GIVEN TASK — Please copy out every line of the records below, word for word and without any changes.

━━━━━━━━━━━━━━━━━━━━━━━━━━━━━━

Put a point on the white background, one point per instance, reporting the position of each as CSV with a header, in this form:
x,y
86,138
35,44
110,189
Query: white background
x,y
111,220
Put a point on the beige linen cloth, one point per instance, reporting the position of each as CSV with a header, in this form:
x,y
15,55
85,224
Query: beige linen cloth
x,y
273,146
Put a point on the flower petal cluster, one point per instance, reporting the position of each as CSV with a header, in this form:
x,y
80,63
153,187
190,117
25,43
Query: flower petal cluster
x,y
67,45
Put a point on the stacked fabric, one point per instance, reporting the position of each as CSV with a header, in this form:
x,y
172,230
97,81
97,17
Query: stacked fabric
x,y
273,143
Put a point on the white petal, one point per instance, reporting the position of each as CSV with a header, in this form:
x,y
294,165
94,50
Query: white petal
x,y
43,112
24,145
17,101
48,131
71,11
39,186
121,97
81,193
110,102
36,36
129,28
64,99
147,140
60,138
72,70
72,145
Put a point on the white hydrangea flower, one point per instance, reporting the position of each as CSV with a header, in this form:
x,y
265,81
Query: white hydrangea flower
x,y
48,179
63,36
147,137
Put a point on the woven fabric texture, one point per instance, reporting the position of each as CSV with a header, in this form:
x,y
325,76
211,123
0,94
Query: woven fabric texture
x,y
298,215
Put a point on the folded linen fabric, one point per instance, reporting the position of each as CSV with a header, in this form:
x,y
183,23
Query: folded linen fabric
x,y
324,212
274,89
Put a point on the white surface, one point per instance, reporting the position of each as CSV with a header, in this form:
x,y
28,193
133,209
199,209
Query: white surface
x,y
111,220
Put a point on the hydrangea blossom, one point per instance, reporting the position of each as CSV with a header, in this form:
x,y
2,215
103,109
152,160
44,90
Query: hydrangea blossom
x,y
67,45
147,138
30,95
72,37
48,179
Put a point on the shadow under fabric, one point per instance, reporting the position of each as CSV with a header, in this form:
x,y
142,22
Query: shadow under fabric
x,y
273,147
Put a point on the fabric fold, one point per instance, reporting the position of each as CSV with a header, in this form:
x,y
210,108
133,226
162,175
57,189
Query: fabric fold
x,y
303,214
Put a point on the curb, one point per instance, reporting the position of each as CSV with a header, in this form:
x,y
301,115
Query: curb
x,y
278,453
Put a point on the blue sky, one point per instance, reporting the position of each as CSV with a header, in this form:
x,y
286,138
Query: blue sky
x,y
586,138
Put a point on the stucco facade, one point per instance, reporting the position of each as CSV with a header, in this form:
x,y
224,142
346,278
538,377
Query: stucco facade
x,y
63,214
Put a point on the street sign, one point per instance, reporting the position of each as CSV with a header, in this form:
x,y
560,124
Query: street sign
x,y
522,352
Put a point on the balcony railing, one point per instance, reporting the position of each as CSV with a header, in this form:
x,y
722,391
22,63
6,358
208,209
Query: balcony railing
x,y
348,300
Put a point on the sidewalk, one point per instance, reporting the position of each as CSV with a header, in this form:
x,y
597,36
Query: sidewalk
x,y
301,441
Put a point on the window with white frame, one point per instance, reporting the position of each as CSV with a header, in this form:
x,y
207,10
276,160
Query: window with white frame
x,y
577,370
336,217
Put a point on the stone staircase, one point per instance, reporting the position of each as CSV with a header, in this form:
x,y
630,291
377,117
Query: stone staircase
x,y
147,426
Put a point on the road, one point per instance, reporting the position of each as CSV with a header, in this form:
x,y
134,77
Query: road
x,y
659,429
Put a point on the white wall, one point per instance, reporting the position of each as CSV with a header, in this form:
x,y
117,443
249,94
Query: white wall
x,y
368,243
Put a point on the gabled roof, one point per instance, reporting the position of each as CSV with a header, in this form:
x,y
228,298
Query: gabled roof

━━━━━━━━━━━━━━━━━━━━━━━━━━━━━━

PROBLEM SOLUTION —
Put a point on the white background, one point per instance, reporting the position of each as CSV with a header, in this form:
x,y
86,138
35,44
110,189
Query: white background
x,y
111,220
Put a point on the beige linen cloth, one point per instance, reporting the position of each as CSV with a header, in this form:
x,y
15,55
85,224
Query: beige linen cloth
x,y
273,146
Put a point on the flower petal cluster, one point per instance, reporting the position of each as CSV with a header, in this form:
x,y
80,63
153,187
190,117
25,43
Query: flower petal cluster
x,y
67,45
Put a point on the stacked fabric, one point per instance, reporting the position of each as CSV with a header, in this form:
x,y
172,230
97,81
97,17
Query: stacked fabric
x,y
273,143
Put a point on the white petal, one point per instance, reporting the position of each as CSV with a header, in this form:
x,y
294,165
94,50
Query: white petal
x,y
43,112
24,145
17,101
48,131
71,11
39,186
121,97
81,193
110,102
36,36
129,28
64,99
147,140
60,138
72,70
72,145
Put a point on the white hydrangea flower, one point per instance, reporting the position of each as CSV with a header, in this form:
x,y
265,81
Query: white hydrangea flower
x,y
48,179
63,36
147,137
Put a point on the woven fabric texture, one point per instance, reporting the position of each as CSV with a header, in this form:
x,y
325,76
211,123
0,94
Query: woven fabric texture
x,y
298,215
Put a point on the folded linen fabric, one point per instance, reporting the position of each as CSV with a header, in this form:
x,y
183,23
Query: folded linen fabric
x,y
324,212
274,89
Put a point on the white surface, one point per instance, reporting the position of each as CSV with a header, in this form:
x,y
28,193
133,209
199,209
Query: white surface
x,y
111,220
Put a point on the hydrangea blossom, one point per instance, reporting the position of each as CSV with a header, in this form:
x,y
2,215
103,109
152,160
44,90
Query: hydrangea blossom
x,y
67,45
147,138
30,95
72,37
48,179
Put a point on the shadow under fabric, one point per instance, reporting the position of each as CSV with a header, in this form:
x,y
142,22
Query: shadow under fabric
x,y
273,147
Put a point on the fabric fold, one point per instance, reporting the position of each as CSV with a header, in this form:
x,y
210,108
133,226
162,175
57,189
Query: fabric fold
x,y
303,214
Put a point on the curb, one point per instance, reporting the position of each as CSV with a header, in this form:
x,y
301,115
Query: curb
x,y
278,453
Put a point on the blue sky, one point per instance, reporting the position of each as CSV with a header, in this form:
x,y
286,138
Query: blue sky
x,y
586,138
Put a point on the stucco facade, one point per instance, reporting the position of each as CSV with a header, in this form:
x,y
224,142
346,278
538,377
Query: stucco facade
x,y
63,214
Put a point on the street sign, one point per instance, reporting the position of each as CSV with a header, in this form:
x,y
560,124
Query: street sign
x,y
522,352
Put a point on the balcony railing, one point per instance, reporting the position of each as CSV with a header, in this form:
x,y
722,391
22,63
6,358
208,209
Query: balcony railing
x,y
348,300
Put a point on the sidewalk, one point per instance, reporting the position of each as CSV with a header, in this form:
x,y
597,36
Query: sidewalk
x,y
301,441
Put a point on the window with white frame, one point per instance, reporting the position of each as CSV with a header, in this form:
x,y
207,10
276,160
Query: window with white frame
x,y
577,370
336,217
Put a point on the stone staircase, one point per instance, reporting the position of each as CSV with a header, in this form:
x,y
630,291
377,117
Query: stone staircase
x,y
147,426
Put a point on the road, one point per instance, reporting the position of each as CSV with a header, in this form:
x,y
134,77
Query: road
x,y
659,429
Put a point on the white wall, one point per instance, reporting the position of each as CSV with a header, in this form:
x,y
117,443
249,94
Query: white wall
x,y
368,243
Put a point on the gabled roof, one point per instance, reporting the position of each as CSV with a header, in this form:
x,y
228,298
Query: gabled roof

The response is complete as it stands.